▶ Activity:
If the records below hold pictures, omit them, and print exactly the lines from the first line through the line containing "Please return the segmentation of every instance of the tree", inclusive.

Collection entries:
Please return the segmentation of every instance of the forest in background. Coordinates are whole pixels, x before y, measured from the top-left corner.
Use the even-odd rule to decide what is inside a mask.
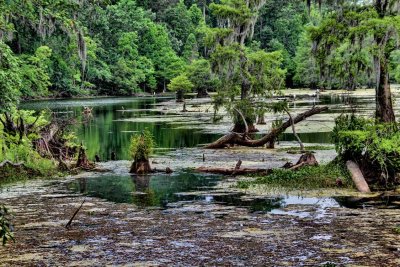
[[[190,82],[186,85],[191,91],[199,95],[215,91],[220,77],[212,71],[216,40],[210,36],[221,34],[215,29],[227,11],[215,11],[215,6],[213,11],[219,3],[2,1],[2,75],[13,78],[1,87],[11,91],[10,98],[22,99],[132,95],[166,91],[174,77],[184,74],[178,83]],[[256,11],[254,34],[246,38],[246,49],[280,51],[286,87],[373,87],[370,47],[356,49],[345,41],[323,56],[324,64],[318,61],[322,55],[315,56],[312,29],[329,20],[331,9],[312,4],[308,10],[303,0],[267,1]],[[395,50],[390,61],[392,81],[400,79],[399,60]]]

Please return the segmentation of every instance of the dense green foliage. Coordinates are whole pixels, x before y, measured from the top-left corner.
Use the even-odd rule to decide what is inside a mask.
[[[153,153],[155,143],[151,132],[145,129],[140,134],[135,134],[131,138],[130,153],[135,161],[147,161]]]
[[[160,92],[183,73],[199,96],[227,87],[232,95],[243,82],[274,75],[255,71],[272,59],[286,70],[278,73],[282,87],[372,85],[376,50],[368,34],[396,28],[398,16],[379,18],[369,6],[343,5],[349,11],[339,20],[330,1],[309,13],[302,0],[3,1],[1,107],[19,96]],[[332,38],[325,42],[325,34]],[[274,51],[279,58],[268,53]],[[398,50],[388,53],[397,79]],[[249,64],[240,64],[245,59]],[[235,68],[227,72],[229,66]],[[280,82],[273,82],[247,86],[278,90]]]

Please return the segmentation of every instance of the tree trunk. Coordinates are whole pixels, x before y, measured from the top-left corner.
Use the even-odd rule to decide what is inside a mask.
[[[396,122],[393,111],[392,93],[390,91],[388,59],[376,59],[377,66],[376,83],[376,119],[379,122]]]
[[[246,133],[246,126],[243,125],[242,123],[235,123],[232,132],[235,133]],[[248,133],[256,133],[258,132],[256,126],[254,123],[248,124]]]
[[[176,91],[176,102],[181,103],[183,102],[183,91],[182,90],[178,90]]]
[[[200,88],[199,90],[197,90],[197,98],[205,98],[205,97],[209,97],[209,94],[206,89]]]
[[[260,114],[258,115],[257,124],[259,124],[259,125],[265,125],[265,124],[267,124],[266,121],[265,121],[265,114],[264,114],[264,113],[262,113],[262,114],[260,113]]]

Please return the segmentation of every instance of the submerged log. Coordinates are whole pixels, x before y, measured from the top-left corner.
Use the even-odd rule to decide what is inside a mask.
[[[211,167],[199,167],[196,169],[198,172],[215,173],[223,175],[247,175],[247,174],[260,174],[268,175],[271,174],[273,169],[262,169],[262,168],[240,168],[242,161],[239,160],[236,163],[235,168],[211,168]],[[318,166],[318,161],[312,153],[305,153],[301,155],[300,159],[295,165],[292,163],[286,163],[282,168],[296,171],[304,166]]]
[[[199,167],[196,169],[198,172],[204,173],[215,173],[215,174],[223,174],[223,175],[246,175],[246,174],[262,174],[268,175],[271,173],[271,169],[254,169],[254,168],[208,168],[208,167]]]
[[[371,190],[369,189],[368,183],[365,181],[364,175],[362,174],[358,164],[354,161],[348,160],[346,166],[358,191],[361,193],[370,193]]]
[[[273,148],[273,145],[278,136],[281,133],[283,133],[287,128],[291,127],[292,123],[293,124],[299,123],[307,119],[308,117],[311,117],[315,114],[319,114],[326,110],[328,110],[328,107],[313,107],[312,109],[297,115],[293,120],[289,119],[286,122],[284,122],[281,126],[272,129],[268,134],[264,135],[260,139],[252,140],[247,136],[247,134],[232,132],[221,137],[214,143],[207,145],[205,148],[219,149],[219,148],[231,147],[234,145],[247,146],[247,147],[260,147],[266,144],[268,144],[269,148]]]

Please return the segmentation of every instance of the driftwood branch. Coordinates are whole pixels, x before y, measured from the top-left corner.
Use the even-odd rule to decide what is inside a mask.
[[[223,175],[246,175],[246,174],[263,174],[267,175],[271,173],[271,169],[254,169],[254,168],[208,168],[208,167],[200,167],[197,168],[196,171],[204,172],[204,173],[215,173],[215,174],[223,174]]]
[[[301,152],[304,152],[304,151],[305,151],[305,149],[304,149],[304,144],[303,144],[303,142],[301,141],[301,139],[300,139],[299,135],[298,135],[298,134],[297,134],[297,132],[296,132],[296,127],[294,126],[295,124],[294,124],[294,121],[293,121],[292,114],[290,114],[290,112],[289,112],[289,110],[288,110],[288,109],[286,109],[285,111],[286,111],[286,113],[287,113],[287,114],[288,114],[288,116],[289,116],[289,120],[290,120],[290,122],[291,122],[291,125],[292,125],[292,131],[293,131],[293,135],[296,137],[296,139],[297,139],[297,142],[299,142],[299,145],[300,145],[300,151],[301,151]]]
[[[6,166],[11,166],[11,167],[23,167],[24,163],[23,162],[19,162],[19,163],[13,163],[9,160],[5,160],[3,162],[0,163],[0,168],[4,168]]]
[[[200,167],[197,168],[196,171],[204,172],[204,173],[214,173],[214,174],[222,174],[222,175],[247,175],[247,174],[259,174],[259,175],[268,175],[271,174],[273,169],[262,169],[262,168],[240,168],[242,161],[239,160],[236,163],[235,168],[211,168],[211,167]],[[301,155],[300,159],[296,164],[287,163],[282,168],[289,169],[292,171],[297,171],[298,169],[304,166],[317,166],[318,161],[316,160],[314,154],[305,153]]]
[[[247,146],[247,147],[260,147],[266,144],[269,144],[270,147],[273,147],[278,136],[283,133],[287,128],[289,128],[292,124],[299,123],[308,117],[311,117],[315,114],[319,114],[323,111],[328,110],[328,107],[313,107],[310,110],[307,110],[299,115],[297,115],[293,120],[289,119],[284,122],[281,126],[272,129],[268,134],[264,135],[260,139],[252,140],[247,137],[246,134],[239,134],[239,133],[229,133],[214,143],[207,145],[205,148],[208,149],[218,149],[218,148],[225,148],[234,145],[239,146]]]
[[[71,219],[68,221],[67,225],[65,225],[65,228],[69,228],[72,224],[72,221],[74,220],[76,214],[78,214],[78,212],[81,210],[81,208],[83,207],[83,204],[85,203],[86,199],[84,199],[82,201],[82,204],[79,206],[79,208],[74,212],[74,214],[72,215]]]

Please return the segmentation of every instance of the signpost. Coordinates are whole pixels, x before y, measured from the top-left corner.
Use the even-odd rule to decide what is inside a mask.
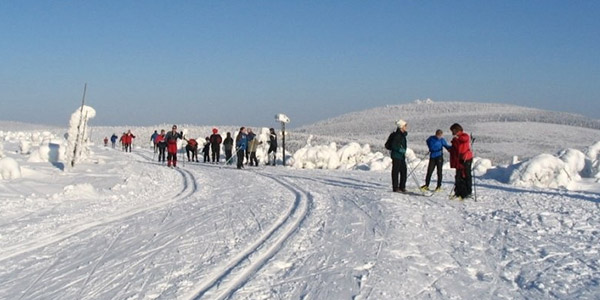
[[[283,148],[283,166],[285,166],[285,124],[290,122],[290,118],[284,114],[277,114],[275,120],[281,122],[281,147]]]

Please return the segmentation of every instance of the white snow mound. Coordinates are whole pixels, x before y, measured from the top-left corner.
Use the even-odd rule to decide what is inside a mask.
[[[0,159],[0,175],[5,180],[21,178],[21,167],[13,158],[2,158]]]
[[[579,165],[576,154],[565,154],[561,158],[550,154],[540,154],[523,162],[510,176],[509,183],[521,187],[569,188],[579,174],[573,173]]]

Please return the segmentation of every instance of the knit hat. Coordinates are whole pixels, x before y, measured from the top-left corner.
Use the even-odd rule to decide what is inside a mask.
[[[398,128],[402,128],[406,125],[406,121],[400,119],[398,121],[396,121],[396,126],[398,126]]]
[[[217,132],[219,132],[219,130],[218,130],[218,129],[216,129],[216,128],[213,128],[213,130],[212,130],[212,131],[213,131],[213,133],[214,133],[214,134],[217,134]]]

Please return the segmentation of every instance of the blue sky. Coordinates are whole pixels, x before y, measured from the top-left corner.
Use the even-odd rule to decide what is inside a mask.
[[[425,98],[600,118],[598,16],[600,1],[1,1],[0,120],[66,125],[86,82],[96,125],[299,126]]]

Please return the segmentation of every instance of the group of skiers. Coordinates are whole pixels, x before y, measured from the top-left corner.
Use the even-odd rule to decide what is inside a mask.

▶ Problem solution:
Please return the segmentation of every instance of the forest in background. Coordinates are whole pixels, x before y, measured from the top-left corner.
Use the even-odd rule to decide what is inside a mask.
[[[190,82],[186,85],[191,91],[199,95],[215,91],[220,77],[212,71],[216,40],[210,36],[221,34],[215,29],[227,11],[215,11],[215,6],[213,11],[219,3],[2,1],[2,75],[13,78],[1,87],[11,91],[10,98],[22,99],[132,95],[166,91],[174,77],[184,74],[178,83]],[[256,11],[254,34],[246,38],[246,49],[280,51],[286,87],[373,87],[370,47],[356,49],[345,41],[323,56],[324,64],[318,61],[322,55],[315,56],[312,29],[329,20],[331,9],[312,4],[308,10],[303,0],[267,1]],[[395,50],[390,61],[392,81],[400,79],[399,60]]]

Please return the segmentation of every instance of the dense green foliage. Coordinates are whole pixels, x before y, measured from the top-left corner.
Use the even-odd rule to decide what is inside a mask.
[[[153,153],[155,143],[151,132],[145,129],[140,134],[135,134],[131,138],[130,153],[135,161],[147,161]]]
[[[160,92],[183,73],[199,96],[227,87],[232,95],[243,82],[274,75],[255,71],[272,59],[286,70],[278,73],[282,87],[372,85],[376,50],[368,34],[396,28],[398,16],[379,18],[369,6],[343,5],[349,11],[339,20],[330,1],[309,13],[302,0],[3,1],[1,107],[19,96]],[[332,38],[325,42],[325,34]],[[274,51],[279,58],[268,53]],[[398,50],[388,53],[397,79]],[[249,64],[240,64],[245,59]],[[235,68],[227,72],[229,66]],[[280,82],[273,82],[247,86],[278,90]]]

Please return the segmentation of every instance of the tree trunk. Coordinates are whole pixels, x before y, measured from the top-left corner.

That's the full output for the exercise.